§ **DATA FOR THE TASK**:
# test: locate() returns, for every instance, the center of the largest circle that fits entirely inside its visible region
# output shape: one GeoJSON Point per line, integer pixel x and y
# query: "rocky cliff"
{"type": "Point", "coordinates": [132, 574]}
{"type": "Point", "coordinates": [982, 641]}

§ **PROBLEM TO SOLVE**:
Retype all of the entries exactly, please.

§ **ANSWER TO THIS EXERCISE**:
# test: locate() returns, for every instance, the center of the largest circle that fits entirely inside its visible region
# output shape: one GeoJSON Point per line, integer pixel x and y
# query: "rocky cliff"
{"type": "Point", "coordinates": [132, 574]}
{"type": "Point", "coordinates": [982, 641]}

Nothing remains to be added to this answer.